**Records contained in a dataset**
++++++++

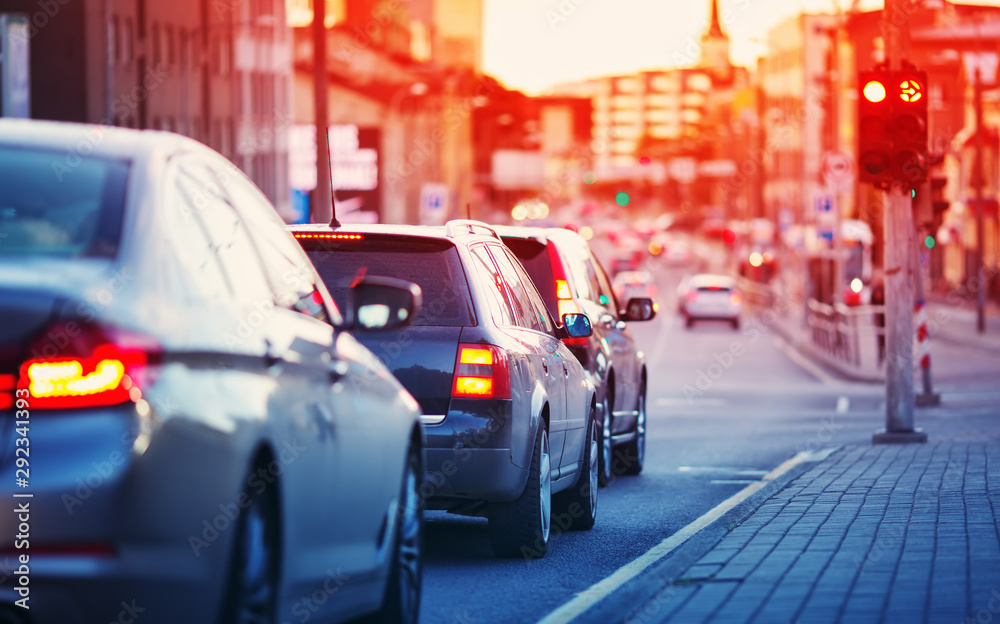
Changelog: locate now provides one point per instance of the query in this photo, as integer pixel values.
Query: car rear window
(433, 265)
(537, 264)
(48, 207)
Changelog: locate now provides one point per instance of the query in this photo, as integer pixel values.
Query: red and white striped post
(922, 355)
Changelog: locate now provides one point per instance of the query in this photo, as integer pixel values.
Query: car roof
(78, 139)
(541, 234)
(458, 230)
(710, 279)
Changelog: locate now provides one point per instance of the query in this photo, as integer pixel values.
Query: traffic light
(892, 127)
(874, 137)
(909, 127)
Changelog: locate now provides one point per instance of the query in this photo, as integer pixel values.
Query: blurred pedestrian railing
(848, 333)
(756, 293)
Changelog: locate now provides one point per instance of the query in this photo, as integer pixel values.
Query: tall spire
(715, 27)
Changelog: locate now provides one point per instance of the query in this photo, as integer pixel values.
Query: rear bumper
(108, 523)
(711, 312)
(469, 455)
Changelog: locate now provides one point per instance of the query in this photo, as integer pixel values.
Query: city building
(218, 71)
(404, 78)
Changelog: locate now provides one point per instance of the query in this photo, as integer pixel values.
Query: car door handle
(271, 355)
(337, 369)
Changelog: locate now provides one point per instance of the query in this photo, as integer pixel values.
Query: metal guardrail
(846, 333)
(836, 329)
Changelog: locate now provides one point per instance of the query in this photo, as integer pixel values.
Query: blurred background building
(216, 70)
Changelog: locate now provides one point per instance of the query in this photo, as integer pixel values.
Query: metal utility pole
(979, 178)
(898, 225)
(927, 396)
(322, 198)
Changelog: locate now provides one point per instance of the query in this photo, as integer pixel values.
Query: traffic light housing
(909, 127)
(892, 127)
(874, 138)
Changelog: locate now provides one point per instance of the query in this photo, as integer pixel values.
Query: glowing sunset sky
(531, 44)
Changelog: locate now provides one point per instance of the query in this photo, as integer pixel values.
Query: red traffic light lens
(874, 91)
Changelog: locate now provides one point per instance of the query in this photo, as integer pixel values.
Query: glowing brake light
(308, 235)
(562, 289)
(74, 366)
(481, 372)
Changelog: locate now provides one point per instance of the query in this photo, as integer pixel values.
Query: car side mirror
(639, 309)
(577, 325)
(381, 303)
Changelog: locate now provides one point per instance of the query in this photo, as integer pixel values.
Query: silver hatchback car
(712, 297)
(189, 432)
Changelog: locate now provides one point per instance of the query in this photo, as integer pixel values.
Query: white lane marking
(804, 362)
(740, 471)
(670, 401)
(603, 588)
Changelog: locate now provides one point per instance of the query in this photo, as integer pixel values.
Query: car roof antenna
(334, 222)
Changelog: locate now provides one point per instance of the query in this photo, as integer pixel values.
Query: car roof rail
(451, 227)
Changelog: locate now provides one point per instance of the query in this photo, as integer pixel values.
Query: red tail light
(76, 365)
(481, 372)
(307, 235)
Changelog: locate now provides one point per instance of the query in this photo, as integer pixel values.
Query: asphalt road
(724, 407)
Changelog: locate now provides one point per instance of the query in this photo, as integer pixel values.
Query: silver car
(711, 297)
(190, 433)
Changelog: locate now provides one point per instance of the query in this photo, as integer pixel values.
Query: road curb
(631, 601)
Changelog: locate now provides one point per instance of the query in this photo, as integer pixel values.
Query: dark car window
(524, 312)
(433, 265)
(605, 293)
(492, 280)
(50, 209)
(228, 234)
(287, 267)
(541, 320)
(536, 261)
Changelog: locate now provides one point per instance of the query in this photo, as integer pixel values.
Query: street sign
(985, 62)
(433, 203)
(838, 169)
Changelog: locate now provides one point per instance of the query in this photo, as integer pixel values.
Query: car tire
(605, 446)
(578, 504)
(522, 527)
(401, 603)
(252, 588)
(635, 451)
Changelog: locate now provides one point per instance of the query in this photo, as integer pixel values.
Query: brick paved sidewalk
(872, 534)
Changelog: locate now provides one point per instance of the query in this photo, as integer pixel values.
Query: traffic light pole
(899, 276)
(979, 176)
(322, 198)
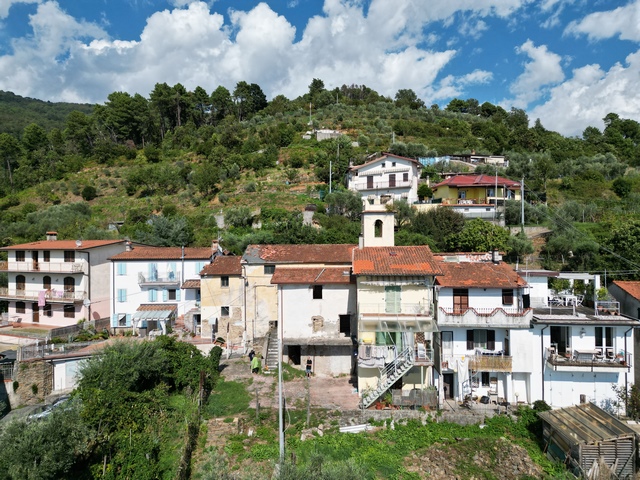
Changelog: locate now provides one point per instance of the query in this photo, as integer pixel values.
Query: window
(604, 336)
(507, 296)
(460, 300)
(480, 338)
(377, 229)
(122, 295)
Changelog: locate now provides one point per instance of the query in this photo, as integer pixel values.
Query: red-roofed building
(163, 277)
(385, 179)
(476, 190)
(483, 319)
(396, 316)
(59, 282)
(317, 307)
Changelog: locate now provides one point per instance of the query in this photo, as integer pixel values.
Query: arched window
(377, 228)
(20, 282)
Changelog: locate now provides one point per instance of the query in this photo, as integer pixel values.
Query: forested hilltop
(163, 168)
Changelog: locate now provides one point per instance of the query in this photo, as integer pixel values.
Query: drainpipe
(626, 374)
(542, 353)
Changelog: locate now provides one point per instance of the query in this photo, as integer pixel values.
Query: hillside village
(405, 326)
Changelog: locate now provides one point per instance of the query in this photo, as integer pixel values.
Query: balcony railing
(45, 267)
(596, 359)
(381, 185)
(171, 278)
(486, 317)
(34, 295)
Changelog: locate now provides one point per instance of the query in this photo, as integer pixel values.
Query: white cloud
(623, 21)
(586, 98)
(543, 69)
(5, 5)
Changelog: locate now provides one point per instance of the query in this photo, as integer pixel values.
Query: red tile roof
(62, 245)
(223, 266)
(477, 181)
(332, 253)
(164, 253)
(631, 287)
(415, 260)
(479, 275)
(385, 157)
(316, 275)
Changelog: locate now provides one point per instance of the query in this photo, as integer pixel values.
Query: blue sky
(567, 62)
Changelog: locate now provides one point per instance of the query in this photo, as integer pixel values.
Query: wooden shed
(582, 435)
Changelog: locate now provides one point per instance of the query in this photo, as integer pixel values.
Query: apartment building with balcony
(59, 282)
(152, 286)
(395, 314)
(385, 179)
(483, 328)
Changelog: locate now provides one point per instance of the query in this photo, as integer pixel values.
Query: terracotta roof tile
(477, 181)
(164, 253)
(222, 265)
(479, 275)
(631, 287)
(332, 253)
(309, 276)
(190, 284)
(384, 158)
(414, 260)
(62, 245)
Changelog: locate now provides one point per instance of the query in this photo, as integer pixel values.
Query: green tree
(478, 235)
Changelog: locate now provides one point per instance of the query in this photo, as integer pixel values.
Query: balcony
(596, 360)
(52, 296)
(44, 267)
(404, 317)
(171, 279)
(381, 185)
(485, 317)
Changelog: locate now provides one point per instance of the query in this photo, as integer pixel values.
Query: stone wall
(34, 382)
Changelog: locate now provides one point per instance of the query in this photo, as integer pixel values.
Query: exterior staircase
(391, 372)
(273, 352)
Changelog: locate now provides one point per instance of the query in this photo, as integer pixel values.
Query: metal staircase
(392, 371)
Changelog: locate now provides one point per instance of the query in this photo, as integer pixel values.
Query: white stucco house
(484, 329)
(59, 282)
(396, 314)
(385, 179)
(147, 289)
(316, 317)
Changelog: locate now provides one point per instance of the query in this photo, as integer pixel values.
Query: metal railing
(33, 295)
(45, 267)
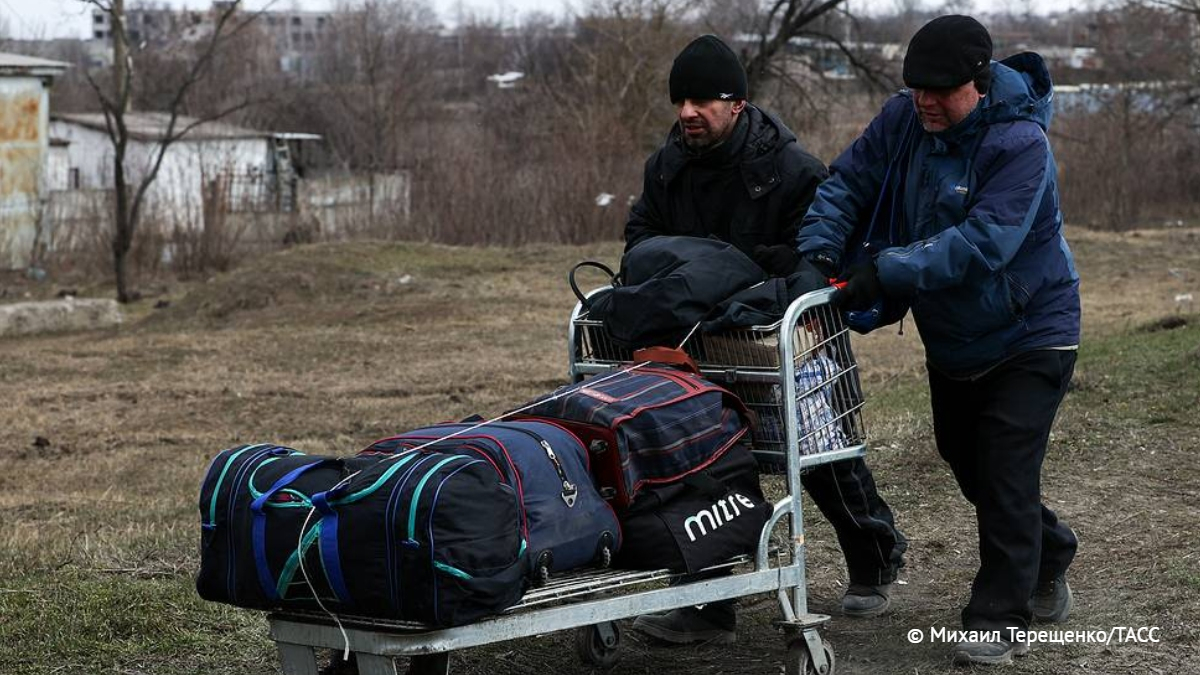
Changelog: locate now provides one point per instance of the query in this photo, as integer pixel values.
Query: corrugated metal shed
(24, 143)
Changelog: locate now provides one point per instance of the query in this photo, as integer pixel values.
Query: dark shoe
(711, 623)
(1053, 601)
(988, 653)
(863, 599)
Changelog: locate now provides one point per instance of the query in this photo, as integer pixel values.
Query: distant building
(24, 150)
(297, 34)
(214, 166)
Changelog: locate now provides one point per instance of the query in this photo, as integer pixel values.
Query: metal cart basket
(801, 378)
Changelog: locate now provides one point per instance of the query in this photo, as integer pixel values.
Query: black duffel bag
(703, 519)
(418, 536)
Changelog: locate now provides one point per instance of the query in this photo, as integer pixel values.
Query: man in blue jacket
(948, 204)
(733, 171)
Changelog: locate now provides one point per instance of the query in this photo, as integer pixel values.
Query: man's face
(942, 108)
(707, 121)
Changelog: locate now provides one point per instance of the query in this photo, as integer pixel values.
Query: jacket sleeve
(645, 216)
(1008, 196)
(849, 196)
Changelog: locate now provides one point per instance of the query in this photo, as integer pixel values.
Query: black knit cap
(707, 69)
(947, 52)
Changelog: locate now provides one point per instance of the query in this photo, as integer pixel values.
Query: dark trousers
(845, 493)
(993, 431)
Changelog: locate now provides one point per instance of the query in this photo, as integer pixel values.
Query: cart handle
(575, 287)
(669, 356)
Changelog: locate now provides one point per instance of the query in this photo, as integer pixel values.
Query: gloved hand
(823, 263)
(862, 290)
(777, 261)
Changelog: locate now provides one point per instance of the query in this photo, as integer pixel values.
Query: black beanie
(707, 69)
(947, 52)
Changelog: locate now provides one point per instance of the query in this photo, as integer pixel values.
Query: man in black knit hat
(733, 171)
(948, 203)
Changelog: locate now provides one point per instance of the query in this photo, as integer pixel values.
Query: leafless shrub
(1128, 163)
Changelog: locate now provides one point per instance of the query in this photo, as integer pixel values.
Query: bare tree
(779, 23)
(130, 189)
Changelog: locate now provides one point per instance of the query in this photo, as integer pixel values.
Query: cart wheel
(541, 572)
(799, 661)
(604, 551)
(598, 645)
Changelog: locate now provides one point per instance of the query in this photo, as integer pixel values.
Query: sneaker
(863, 599)
(709, 623)
(988, 653)
(1053, 601)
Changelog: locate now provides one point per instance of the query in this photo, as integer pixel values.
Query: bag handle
(258, 526)
(575, 287)
(670, 356)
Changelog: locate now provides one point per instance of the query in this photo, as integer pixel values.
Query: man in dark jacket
(948, 203)
(733, 171)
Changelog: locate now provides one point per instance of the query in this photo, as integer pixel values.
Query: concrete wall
(24, 118)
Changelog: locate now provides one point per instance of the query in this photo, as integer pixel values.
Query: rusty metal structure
(24, 145)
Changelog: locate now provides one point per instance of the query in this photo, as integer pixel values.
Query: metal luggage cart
(801, 378)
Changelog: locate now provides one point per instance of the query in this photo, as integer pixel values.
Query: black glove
(777, 261)
(862, 290)
(825, 263)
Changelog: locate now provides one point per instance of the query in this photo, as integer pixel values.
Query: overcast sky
(72, 18)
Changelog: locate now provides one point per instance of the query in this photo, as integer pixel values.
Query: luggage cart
(798, 375)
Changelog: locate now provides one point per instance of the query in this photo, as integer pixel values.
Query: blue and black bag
(415, 536)
(564, 519)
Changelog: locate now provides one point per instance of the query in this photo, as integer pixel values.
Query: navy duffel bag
(565, 521)
(425, 537)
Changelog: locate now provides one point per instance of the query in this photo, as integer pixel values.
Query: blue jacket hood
(1020, 90)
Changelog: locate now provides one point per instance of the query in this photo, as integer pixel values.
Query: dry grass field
(105, 437)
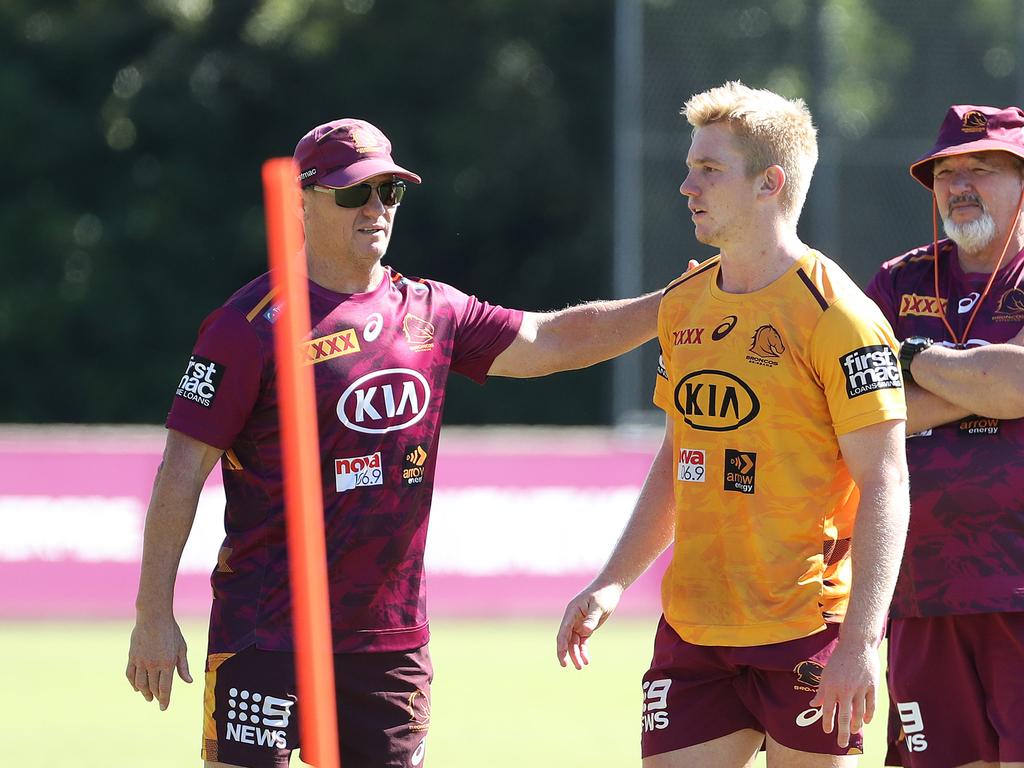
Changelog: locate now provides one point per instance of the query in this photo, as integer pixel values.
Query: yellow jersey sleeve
(663, 378)
(854, 353)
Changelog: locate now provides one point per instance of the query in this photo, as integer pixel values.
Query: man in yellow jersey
(784, 427)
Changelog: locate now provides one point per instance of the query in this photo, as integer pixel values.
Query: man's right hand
(157, 649)
(584, 614)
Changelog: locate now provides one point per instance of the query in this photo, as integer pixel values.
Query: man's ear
(772, 180)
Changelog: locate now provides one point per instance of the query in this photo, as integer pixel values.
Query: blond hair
(771, 129)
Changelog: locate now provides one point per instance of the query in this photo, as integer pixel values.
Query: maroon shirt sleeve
(882, 291)
(482, 332)
(221, 381)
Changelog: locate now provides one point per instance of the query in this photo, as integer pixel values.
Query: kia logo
(716, 400)
(384, 400)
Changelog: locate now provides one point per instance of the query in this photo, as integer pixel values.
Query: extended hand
(847, 689)
(157, 649)
(584, 614)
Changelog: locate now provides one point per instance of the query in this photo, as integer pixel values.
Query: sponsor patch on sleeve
(740, 471)
(691, 467)
(870, 369)
(357, 471)
(201, 381)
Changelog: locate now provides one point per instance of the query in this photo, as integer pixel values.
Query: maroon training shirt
(381, 360)
(965, 552)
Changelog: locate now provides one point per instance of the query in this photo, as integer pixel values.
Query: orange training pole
(303, 489)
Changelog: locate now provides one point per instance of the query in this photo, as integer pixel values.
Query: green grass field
(500, 698)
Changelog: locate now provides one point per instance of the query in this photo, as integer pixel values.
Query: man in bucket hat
(956, 638)
(382, 348)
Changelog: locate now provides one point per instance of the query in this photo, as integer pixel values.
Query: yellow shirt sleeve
(854, 353)
(663, 379)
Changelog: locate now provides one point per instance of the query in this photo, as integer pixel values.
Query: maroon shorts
(251, 708)
(956, 690)
(695, 693)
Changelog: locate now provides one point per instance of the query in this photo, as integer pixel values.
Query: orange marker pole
(303, 488)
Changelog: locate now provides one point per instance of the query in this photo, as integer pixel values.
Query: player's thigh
(734, 751)
(782, 681)
(783, 757)
(250, 709)
(384, 708)
(690, 696)
(997, 645)
(939, 709)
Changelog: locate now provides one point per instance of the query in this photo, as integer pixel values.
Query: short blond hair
(771, 129)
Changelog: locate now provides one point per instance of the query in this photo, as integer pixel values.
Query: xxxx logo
(926, 306)
(328, 347)
(687, 336)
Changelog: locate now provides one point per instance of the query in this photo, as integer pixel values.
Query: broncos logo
(419, 711)
(418, 331)
(767, 342)
(974, 122)
(808, 673)
(1012, 302)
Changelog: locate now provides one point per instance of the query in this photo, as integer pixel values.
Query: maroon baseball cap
(343, 153)
(967, 129)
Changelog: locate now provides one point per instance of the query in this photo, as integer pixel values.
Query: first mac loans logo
(870, 369)
(201, 381)
(257, 719)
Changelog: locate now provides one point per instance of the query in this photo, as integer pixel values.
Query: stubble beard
(972, 237)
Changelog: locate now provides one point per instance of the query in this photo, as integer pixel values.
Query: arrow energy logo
(740, 468)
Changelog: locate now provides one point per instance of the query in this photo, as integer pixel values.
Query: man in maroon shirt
(382, 346)
(956, 639)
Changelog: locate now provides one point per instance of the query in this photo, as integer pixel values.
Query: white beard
(974, 236)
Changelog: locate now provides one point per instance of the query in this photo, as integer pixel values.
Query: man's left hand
(846, 693)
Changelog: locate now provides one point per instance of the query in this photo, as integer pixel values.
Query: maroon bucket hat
(344, 153)
(967, 129)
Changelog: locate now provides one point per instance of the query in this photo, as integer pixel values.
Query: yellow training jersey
(758, 386)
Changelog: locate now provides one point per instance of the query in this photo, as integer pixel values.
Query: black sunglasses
(390, 194)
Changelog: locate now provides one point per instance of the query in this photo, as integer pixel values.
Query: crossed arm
(579, 336)
(157, 644)
(953, 383)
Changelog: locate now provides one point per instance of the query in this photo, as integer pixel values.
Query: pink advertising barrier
(553, 502)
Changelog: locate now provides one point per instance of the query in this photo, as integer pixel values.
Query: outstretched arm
(877, 459)
(646, 536)
(925, 410)
(157, 645)
(578, 337)
(987, 381)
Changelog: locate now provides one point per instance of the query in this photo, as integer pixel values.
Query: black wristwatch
(910, 347)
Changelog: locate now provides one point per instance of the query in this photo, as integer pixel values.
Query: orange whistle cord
(303, 488)
(960, 342)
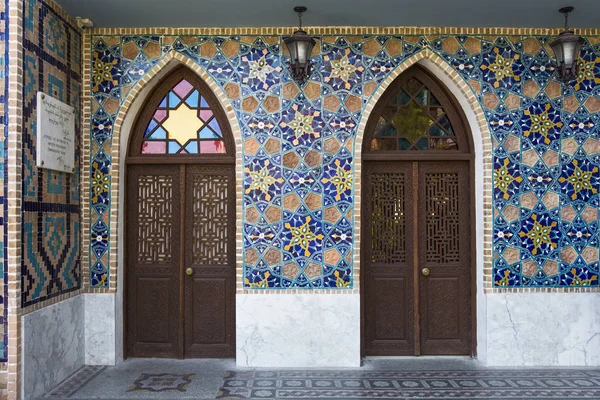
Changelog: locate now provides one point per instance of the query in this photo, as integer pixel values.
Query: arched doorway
(417, 202)
(180, 224)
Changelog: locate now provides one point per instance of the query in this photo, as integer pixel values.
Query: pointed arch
(128, 112)
(482, 149)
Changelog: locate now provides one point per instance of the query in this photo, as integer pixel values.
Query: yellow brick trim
(467, 92)
(343, 30)
(14, 195)
(132, 96)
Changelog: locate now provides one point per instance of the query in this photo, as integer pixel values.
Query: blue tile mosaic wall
(51, 214)
(299, 148)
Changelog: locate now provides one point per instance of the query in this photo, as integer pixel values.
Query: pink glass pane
(183, 88)
(205, 115)
(212, 146)
(159, 115)
(153, 148)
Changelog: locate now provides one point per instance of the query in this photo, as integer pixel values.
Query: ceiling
(251, 13)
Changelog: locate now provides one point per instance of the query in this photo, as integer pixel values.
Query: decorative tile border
(469, 61)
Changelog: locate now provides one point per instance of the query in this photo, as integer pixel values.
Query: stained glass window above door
(413, 119)
(183, 123)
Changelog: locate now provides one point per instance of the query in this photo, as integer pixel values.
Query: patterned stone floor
(432, 378)
(486, 384)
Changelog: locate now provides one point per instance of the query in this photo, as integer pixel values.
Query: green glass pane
(422, 144)
(403, 144)
(412, 122)
(403, 98)
(387, 130)
(380, 144)
(435, 130)
(445, 123)
(443, 144)
(422, 97)
(413, 86)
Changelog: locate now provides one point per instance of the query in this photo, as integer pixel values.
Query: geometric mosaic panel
(298, 147)
(51, 211)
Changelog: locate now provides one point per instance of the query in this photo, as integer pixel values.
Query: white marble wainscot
(53, 346)
(298, 330)
(100, 343)
(543, 329)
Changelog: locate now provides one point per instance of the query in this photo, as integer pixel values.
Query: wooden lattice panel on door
(388, 218)
(155, 210)
(442, 218)
(210, 219)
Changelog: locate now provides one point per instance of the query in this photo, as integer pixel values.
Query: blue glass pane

++++++++

**EXERCISE**
Which lines in the material above contain the word "white"? List each of them in full.

**RESULT**
Query: red and white striped post
Query: white lane marking
Query: white cloud
Query: white stucco house
Query: white beard
Query: white marble wainscot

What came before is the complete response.